- _Set tasks_:
• A. Answer these about the humanoid interaction excerpt, one per line, marked (i), (ii), (iii):
(i) Which three encoders does the Multi-scale Spatial Module use?
(ii) In which simulator, on which robot, and at what rate are the quantitative comparisons run?
(iii) What contact F1 does PAIR reach?
• B. Write the next part of the humanoid interaction excerpt, starting after its final sentence.

- _Provided passage_:
>> START
Based on this, Phase Attention (PA, When) predicts the current interaction phase—using "Preparation / Action / Follow-through" divisions with a transition consistency loss—and weights specialized self-attention blocks to produce phase-conditioned temporal features \(f^{Phase}_t\). The Multi-scale Spatial Module (MSS, Where) uses absolute position, pairwise distance, and relative orientation encoders to characterize multi-scale human-robot geometry, aggregating cues into \(f^{MSS}_t\) to identify "where the contact geometry is." Both features, along with a text instruction token, condition the Diffusion Planning Head to generate high-level reference motions.

Loss & Training¶

PAIR uses the \(L_{retarget}\) objective for two-stage optimization (data generation phase). D-STAR jointly trains the LSTE, PA, MSS, and Diffusion Head using a combination of diffusion action prediction loss, phase classification auxiliary loss, and geometric consistency terms. During deployment, a short text instruction selects the interaction type without requiring task-specific weights.

Key Experimental Results¶

Experiments address four questions: Q1 Is retargeting effective? Q2 Does the hierarchical policy outperform baselines? Q3 Are the decoupled modules necessary? Q4 Is it robust to unseen human morphologies or behaviors? Quantitative comparisons are done in Isaac Gym with Unitree G1 (50 Hz).

Main Results¶

Retargeting Quality (Contact F1 @0.35m threshold, Joint Position Error JPE, Smoothness Jerk):

Method	JPE↓	Contact F1 @0.35m↑	Jerk Mean↓
Simple MSE	0.188	0.688	0.0026
IK Baseline	0.337	0.649	0.0348
ImitationNet† (SOTA)	0.181	0.502	0.0015
PAIR (Ours)	0.174	0.841	0.0008

PAIR achieves a contact F1 of 0.841, a 67.5% gain over ImitationNet and 22.2% over Simple MSE, while obtaining the best JPE (0.174) and smoothest motion.
>> END
- _Supplied records_:
>> START
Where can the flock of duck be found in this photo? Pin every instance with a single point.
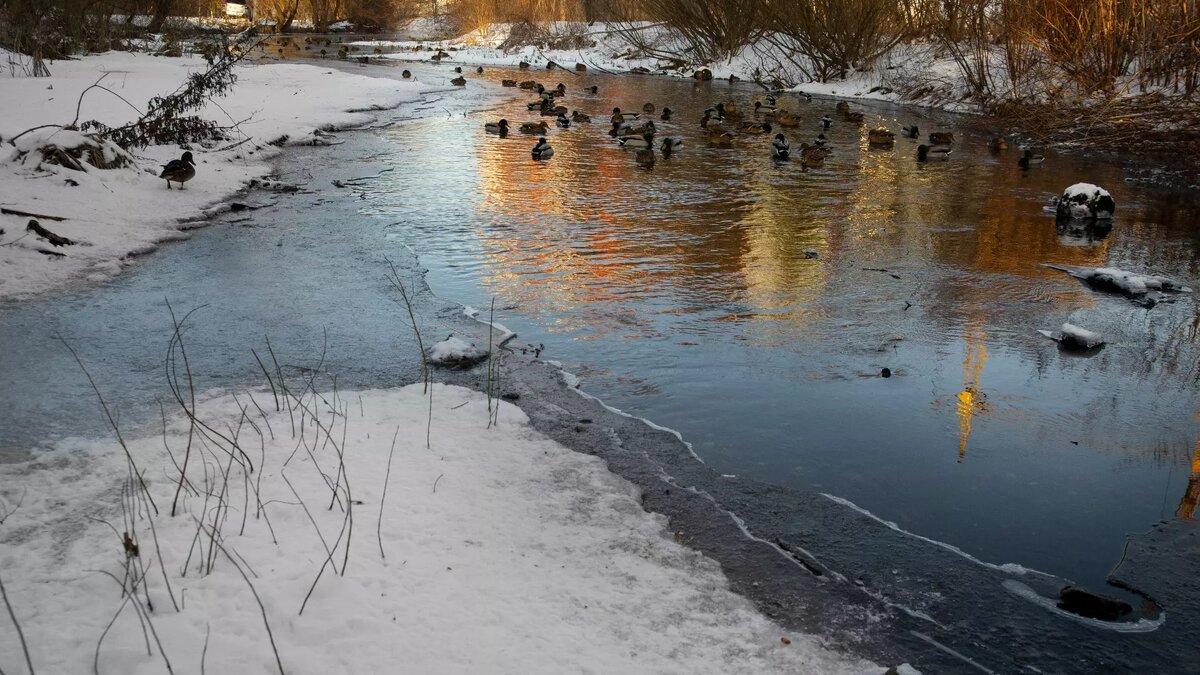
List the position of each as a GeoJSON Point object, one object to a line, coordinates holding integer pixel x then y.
{"type": "Point", "coordinates": [721, 125]}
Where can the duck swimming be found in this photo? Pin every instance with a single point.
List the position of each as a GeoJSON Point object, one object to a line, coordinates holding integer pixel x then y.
{"type": "Point", "coordinates": [179, 171]}
{"type": "Point", "coordinates": [543, 150]}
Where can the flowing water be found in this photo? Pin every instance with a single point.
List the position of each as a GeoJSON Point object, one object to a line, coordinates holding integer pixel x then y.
{"type": "Point", "coordinates": [751, 305]}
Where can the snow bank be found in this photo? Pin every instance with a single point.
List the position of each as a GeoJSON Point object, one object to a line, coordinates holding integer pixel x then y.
{"type": "Point", "coordinates": [115, 213]}
{"type": "Point", "coordinates": [497, 550]}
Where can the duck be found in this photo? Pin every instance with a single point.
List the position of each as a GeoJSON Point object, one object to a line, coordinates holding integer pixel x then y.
{"type": "Point", "coordinates": [880, 137]}
{"type": "Point", "coordinates": [941, 138]}
{"type": "Point", "coordinates": [929, 154]}
{"type": "Point", "coordinates": [534, 127]}
{"type": "Point", "coordinates": [643, 141]}
{"type": "Point", "coordinates": [179, 171]}
{"type": "Point", "coordinates": [779, 148]}
{"type": "Point", "coordinates": [543, 150]}
{"type": "Point", "coordinates": [1030, 160]}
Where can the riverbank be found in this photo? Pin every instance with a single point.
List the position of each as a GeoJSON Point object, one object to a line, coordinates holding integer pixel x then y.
{"type": "Point", "coordinates": [114, 215]}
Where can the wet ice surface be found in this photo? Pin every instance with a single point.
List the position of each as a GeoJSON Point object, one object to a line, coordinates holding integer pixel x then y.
{"type": "Point", "coordinates": [683, 294]}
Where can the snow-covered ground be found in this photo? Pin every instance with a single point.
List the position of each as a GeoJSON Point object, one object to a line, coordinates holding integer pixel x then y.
{"type": "Point", "coordinates": [118, 213]}
{"type": "Point", "coordinates": [612, 52]}
{"type": "Point", "coordinates": [486, 549]}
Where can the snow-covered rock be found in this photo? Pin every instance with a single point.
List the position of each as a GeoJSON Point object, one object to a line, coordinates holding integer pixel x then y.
{"type": "Point", "coordinates": [1143, 288]}
{"type": "Point", "coordinates": [1085, 201]}
{"type": "Point", "coordinates": [456, 352]}
{"type": "Point", "coordinates": [1072, 336]}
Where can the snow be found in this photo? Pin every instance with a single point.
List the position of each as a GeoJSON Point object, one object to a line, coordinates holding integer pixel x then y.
{"type": "Point", "coordinates": [115, 213]}
{"type": "Point", "coordinates": [497, 551]}
{"type": "Point", "coordinates": [455, 351]}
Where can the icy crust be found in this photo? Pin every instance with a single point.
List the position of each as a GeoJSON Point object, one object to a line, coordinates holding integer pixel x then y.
{"type": "Point", "coordinates": [115, 213]}
{"type": "Point", "coordinates": [497, 551]}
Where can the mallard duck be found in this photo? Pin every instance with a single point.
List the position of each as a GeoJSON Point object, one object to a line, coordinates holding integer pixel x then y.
{"type": "Point", "coordinates": [179, 171]}
{"type": "Point", "coordinates": [929, 154]}
{"type": "Point", "coordinates": [643, 141]}
{"type": "Point", "coordinates": [780, 148]}
{"type": "Point", "coordinates": [1030, 159]}
{"type": "Point", "coordinates": [880, 137]}
{"type": "Point", "coordinates": [941, 138]}
{"type": "Point", "coordinates": [755, 127]}
{"type": "Point", "coordinates": [721, 139]}
{"type": "Point", "coordinates": [534, 127]}
{"type": "Point", "coordinates": [543, 150]}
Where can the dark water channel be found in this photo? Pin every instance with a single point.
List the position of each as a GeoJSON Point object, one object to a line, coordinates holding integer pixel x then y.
{"type": "Point", "coordinates": [683, 293]}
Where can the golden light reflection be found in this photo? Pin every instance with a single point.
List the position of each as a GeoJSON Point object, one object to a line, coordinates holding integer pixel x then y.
{"type": "Point", "coordinates": [1192, 496]}
{"type": "Point", "coordinates": [971, 401]}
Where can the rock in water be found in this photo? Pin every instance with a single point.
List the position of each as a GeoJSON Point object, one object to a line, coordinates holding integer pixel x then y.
{"type": "Point", "coordinates": [1072, 336]}
{"type": "Point", "coordinates": [1092, 605]}
{"type": "Point", "coordinates": [1085, 201]}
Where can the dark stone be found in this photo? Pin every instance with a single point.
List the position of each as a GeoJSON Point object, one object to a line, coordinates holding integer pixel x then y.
{"type": "Point", "coordinates": [1092, 605]}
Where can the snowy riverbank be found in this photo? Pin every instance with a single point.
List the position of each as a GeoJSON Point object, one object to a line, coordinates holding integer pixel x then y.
{"type": "Point", "coordinates": [492, 550]}
{"type": "Point", "coordinates": [115, 214]}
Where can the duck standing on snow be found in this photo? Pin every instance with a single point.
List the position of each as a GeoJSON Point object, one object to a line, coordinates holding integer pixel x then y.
{"type": "Point", "coordinates": [779, 148]}
{"type": "Point", "coordinates": [543, 150]}
{"type": "Point", "coordinates": [1030, 160]}
{"type": "Point", "coordinates": [179, 171]}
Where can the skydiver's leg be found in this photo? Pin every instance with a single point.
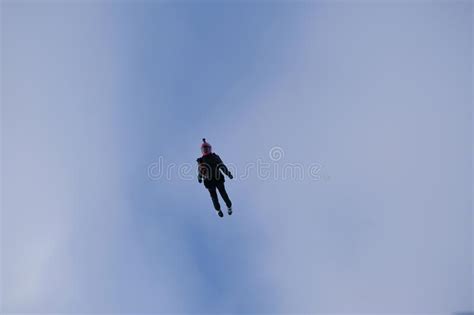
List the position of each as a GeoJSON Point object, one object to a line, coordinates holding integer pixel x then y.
{"type": "Point", "coordinates": [215, 200]}
{"type": "Point", "coordinates": [221, 188]}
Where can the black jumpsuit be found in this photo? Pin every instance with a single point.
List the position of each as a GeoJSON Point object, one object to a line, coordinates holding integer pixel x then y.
{"type": "Point", "coordinates": [209, 169]}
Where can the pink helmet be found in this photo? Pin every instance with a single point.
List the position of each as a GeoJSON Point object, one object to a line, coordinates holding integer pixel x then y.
{"type": "Point", "coordinates": [206, 148]}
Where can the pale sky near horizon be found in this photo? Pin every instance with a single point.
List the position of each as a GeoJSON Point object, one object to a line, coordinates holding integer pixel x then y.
{"type": "Point", "coordinates": [378, 94]}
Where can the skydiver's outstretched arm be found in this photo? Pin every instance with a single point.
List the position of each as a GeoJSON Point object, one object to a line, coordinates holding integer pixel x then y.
{"type": "Point", "coordinates": [224, 168]}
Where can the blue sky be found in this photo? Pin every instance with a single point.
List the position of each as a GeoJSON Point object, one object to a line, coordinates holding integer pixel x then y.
{"type": "Point", "coordinates": [378, 94]}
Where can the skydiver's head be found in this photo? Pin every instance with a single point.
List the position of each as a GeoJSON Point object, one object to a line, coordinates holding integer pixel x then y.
{"type": "Point", "coordinates": [205, 148]}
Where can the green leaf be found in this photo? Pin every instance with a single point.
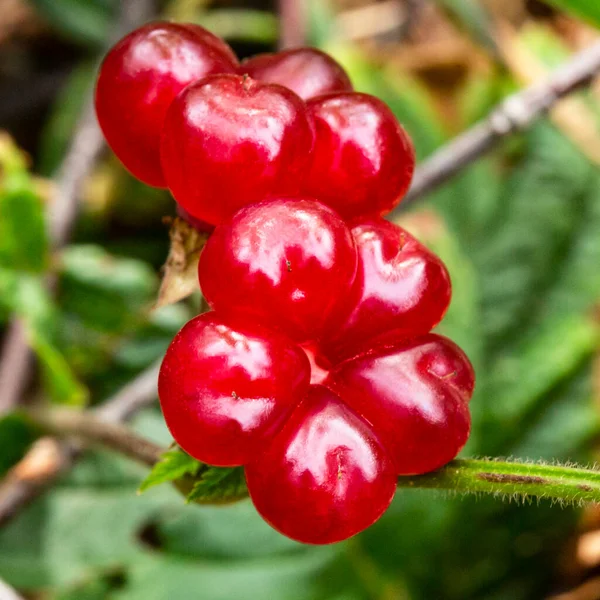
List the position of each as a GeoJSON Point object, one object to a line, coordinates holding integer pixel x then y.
{"type": "Point", "coordinates": [173, 465]}
{"type": "Point", "coordinates": [518, 260]}
{"type": "Point", "coordinates": [27, 297]}
{"type": "Point", "coordinates": [218, 484]}
{"type": "Point", "coordinates": [293, 577]}
{"type": "Point", "coordinates": [85, 21]}
{"type": "Point", "coordinates": [474, 18]}
{"type": "Point", "coordinates": [589, 10]}
{"type": "Point", "coordinates": [106, 292]}
{"type": "Point", "coordinates": [60, 381]}
{"type": "Point", "coordinates": [23, 239]}
{"type": "Point", "coordinates": [16, 435]}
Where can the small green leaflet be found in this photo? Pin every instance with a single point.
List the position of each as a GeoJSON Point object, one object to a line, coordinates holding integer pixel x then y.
{"type": "Point", "coordinates": [219, 484]}
{"type": "Point", "coordinates": [207, 484]}
{"type": "Point", "coordinates": [173, 465]}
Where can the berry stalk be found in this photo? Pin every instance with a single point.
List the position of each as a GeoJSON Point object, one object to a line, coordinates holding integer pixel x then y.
{"type": "Point", "coordinates": [513, 480]}
{"type": "Point", "coordinates": [506, 479]}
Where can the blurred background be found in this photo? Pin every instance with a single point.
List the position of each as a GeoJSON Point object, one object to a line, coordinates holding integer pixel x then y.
{"type": "Point", "coordinates": [519, 230]}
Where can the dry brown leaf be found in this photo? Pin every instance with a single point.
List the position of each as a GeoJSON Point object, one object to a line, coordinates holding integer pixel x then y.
{"type": "Point", "coordinates": [180, 273]}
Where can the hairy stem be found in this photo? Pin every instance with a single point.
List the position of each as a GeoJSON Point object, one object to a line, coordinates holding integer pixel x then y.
{"type": "Point", "coordinates": [570, 485]}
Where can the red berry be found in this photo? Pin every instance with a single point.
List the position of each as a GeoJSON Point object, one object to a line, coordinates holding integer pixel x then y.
{"type": "Point", "coordinates": [287, 263]}
{"type": "Point", "coordinates": [325, 477]}
{"type": "Point", "coordinates": [401, 289]}
{"type": "Point", "coordinates": [139, 79]}
{"type": "Point", "coordinates": [225, 388]}
{"type": "Point", "coordinates": [229, 141]}
{"type": "Point", "coordinates": [363, 160]}
{"type": "Point", "coordinates": [198, 224]}
{"type": "Point", "coordinates": [306, 71]}
{"type": "Point", "coordinates": [415, 395]}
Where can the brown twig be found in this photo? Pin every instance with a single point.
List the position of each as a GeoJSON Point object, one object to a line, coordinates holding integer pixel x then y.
{"type": "Point", "coordinates": [14, 365]}
{"type": "Point", "coordinates": [90, 429]}
{"type": "Point", "coordinates": [48, 459]}
{"type": "Point", "coordinates": [87, 144]}
{"type": "Point", "coordinates": [292, 23]}
{"type": "Point", "coordinates": [514, 114]}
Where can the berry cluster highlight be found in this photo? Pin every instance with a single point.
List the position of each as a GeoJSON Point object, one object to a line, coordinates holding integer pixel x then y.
{"type": "Point", "coordinates": [316, 369]}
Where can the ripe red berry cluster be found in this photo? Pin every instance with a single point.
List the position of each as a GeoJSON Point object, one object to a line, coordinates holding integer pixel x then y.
{"type": "Point", "coordinates": [316, 369]}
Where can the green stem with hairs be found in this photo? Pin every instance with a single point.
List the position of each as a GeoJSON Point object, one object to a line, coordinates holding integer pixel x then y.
{"type": "Point", "coordinates": [506, 479]}
{"type": "Point", "coordinates": [510, 479]}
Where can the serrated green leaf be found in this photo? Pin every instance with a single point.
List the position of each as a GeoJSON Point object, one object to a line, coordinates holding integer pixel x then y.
{"type": "Point", "coordinates": [589, 10]}
{"type": "Point", "coordinates": [520, 379]}
{"type": "Point", "coordinates": [215, 484]}
{"type": "Point", "coordinates": [539, 212]}
{"type": "Point", "coordinates": [108, 293]}
{"type": "Point", "coordinates": [88, 22]}
{"type": "Point", "coordinates": [173, 465]}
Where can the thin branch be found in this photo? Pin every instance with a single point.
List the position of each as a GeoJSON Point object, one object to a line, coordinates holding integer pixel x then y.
{"type": "Point", "coordinates": [516, 113]}
{"type": "Point", "coordinates": [567, 485]}
{"type": "Point", "coordinates": [292, 23]}
{"type": "Point", "coordinates": [87, 427]}
{"type": "Point", "coordinates": [49, 459]}
{"type": "Point", "coordinates": [135, 395]}
{"type": "Point", "coordinates": [14, 365]}
{"type": "Point", "coordinates": [7, 593]}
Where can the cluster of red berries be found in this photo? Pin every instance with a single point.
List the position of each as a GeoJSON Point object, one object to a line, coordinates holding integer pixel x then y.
{"type": "Point", "coordinates": [316, 369]}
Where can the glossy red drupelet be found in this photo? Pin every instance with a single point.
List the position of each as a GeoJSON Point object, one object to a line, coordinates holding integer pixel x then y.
{"type": "Point", "coordinates": [415, 394]}
{"type": "Point", "coordinates": [287, 263]}
{"type": "Point", "coordinates": [229, 141]}
{"type": "Point", "coordinates": [139, 79]}
{"type": "Point", "coordinates": [226, 387]}
{"type": "Point", "coordinates": [325, 476]}
{"type": "Point", "coordinates": [363, 160]}
{"type": "Point", "coordinates": [306, 71]}
{"type": "Point", "coordinates": [401, 290]}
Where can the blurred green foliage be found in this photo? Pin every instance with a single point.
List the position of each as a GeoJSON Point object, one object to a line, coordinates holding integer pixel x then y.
{"type": "Point", "coordinates": [520, 233]}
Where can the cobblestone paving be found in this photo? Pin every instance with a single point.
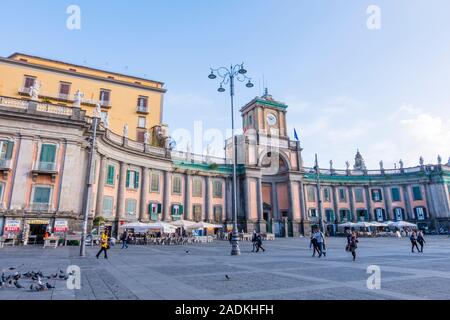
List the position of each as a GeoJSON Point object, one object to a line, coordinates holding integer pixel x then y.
{"type": "Point", "coordinates": [285, 271]}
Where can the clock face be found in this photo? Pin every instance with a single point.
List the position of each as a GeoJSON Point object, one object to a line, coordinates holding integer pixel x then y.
{"type": "Point", "coordinates": [271, 119]}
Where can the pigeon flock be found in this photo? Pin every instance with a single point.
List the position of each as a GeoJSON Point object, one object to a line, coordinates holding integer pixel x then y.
{"type": "Point", "coordinates": [39, 282]}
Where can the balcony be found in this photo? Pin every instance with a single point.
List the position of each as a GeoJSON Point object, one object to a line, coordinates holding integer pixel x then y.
{"type": "Point", "coordinates": [5, 167]}
{"type": "Point", "coordinates": [142, 109]}
{"type": "Point", "coordinates": [44, 168]}
{"type": "Point", "coordinates": [40, 207]}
>> END
- _The results_:
• A.
(i) Absolute position, pairwise distance, and relative orientation encoders.
(ii) Isaac Gym, Unitree G1, 50 Hz.
(iii) 0.841.

• B.
Policy Success Rate (6 interaction tasks):

Method	Hug	High-Five	Handshake	Avg.
Naive Mimicry (BC only)	0.0	0.0	0.0	0.0
Pure RL	46.7	7.4	19.4	51.6
Transformer Policy	73.3	44.4	32.3	64.3
Diffusion Policy	73.3	3.7	38.7	58.7
D-STAR (Full)	100.0	40.7	61.3	75.4

Full D-STAR reaches an average success rate of 75.4%. Naive Mimicry fails completely, and standard Diffusion Policy only reaches 58.7%, highlighting that "decoupled reasoning" rather than just a stronger backbone is key.

Ablation Study¶

Configuration	Retargeting F1 @0.35m	Policy Avg. Success Rate
Full Model	0.841	75.4
w/o Human Adaptation	0.823	—
w/o Contact Loss \(L_{con}\)	0.821	—
w/o Two-Stage	0.788	—
w/o PA	—	65.9
w/o MSS	—	64.3

Key Findings¶

Two-stage optimization is the biggest contributor for retargeting: Removing it drops F1 to 0.788, proving that complex contact objectives require coarse-to-fine guidance.
MSS is critical for spatially precise tasks: Without MSS, handshake success drops from 61.3% to 32.3%, showing geometric encoding is the lifeline of contact-based tasks.
Robustness: In a matrix of human partner scale (0.8x-1.2x) and speed (0.8x-1.2x), performance degrades gracefully rather than crashing, indicating the policy learns relational geometry rather than memorizing trajectories.

Highlights & Insights¶

Upgrading Contact from Point-wise to Distance Matrix: \(L_{con}\)'s use of \(N \times N\) pairwise distance matrices preserves relational geometry. This is ingenious because it is naturally invariant to morphology (constraining relative distance rather than absolute position).
"When vs. Where" Decoupling: Interaction failures often stem from incorrect timing or targets. Isolating these flows while fusing them via a single diffusion head avoids interference while maintaining continuity.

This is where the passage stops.